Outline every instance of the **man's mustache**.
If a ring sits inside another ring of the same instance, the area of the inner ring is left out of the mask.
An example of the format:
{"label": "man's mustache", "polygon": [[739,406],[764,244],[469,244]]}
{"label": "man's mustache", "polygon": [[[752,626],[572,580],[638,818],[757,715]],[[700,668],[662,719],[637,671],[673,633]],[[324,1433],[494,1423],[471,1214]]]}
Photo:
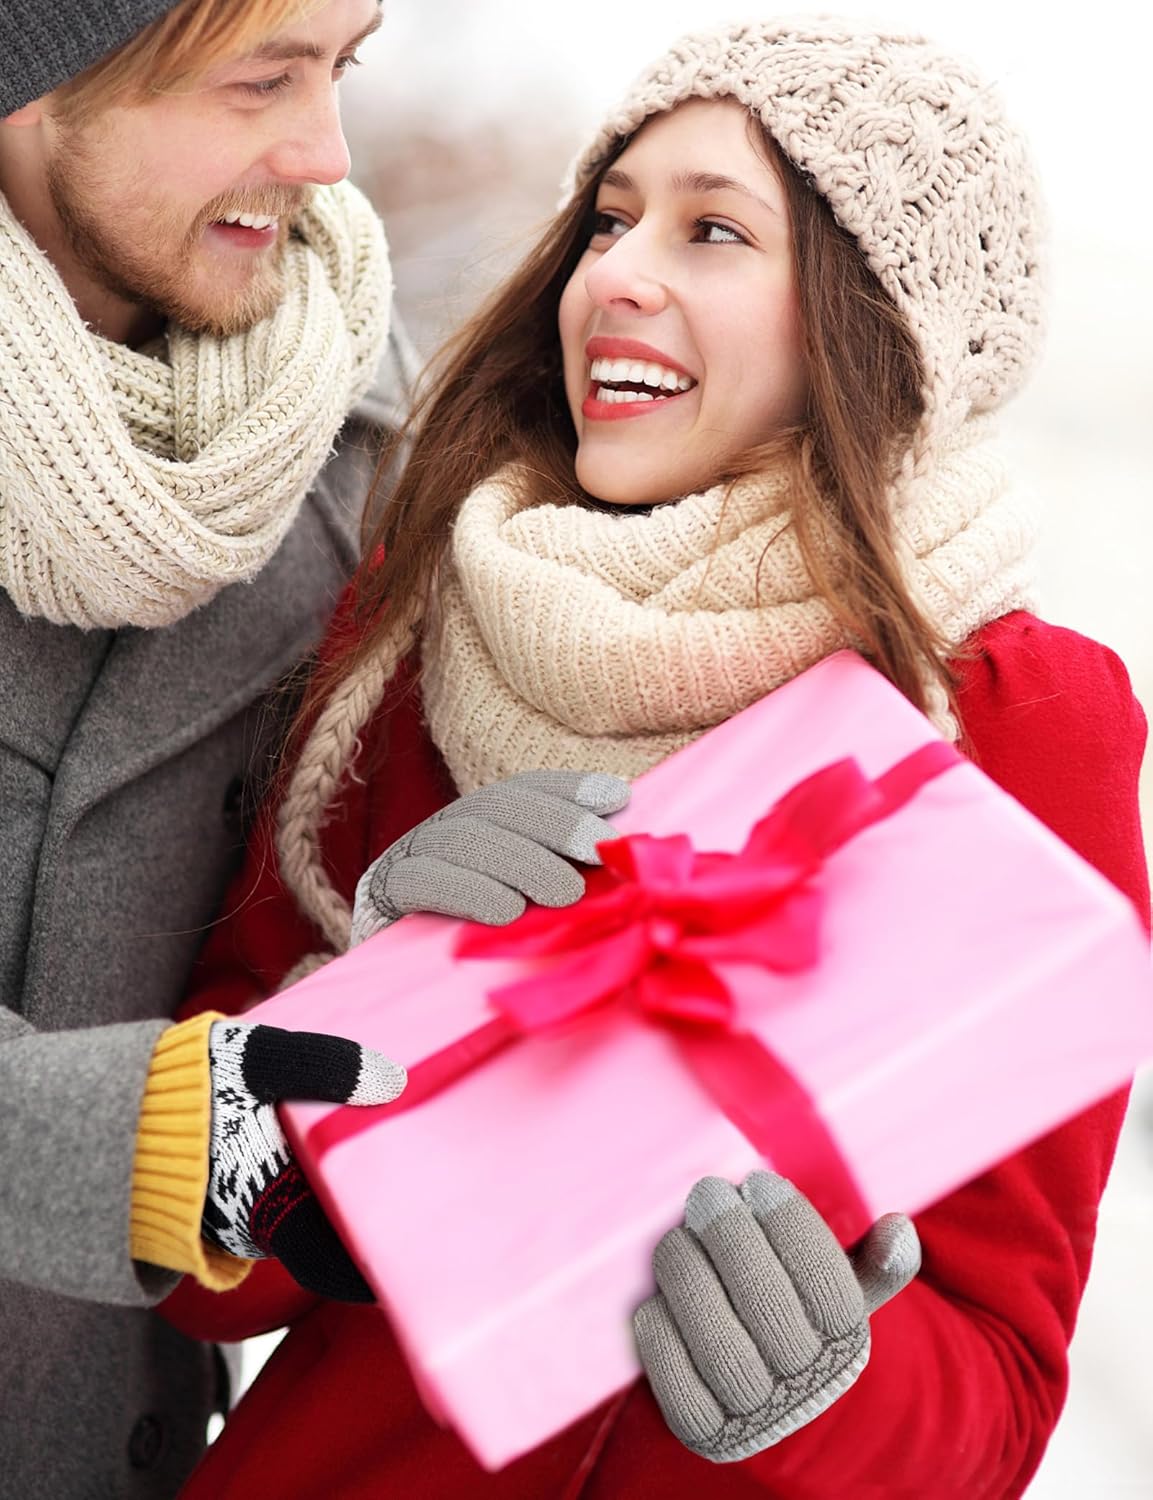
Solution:
{"label": "man's mustache", "polygon": [[222,193],[200,212],[196,230],[207,229],[236,214],[283,219],[291,222],[308,207],[312,190],[307,188],[264,188],[259,192]]}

━━━━━━━━━━

Scan the data above for the word "instance" and report every line where it is found.

Outline every instance of the **man's mustache**.
If a ring sits inside another ring of the same instance, the area of the inner ring is left out of the mask.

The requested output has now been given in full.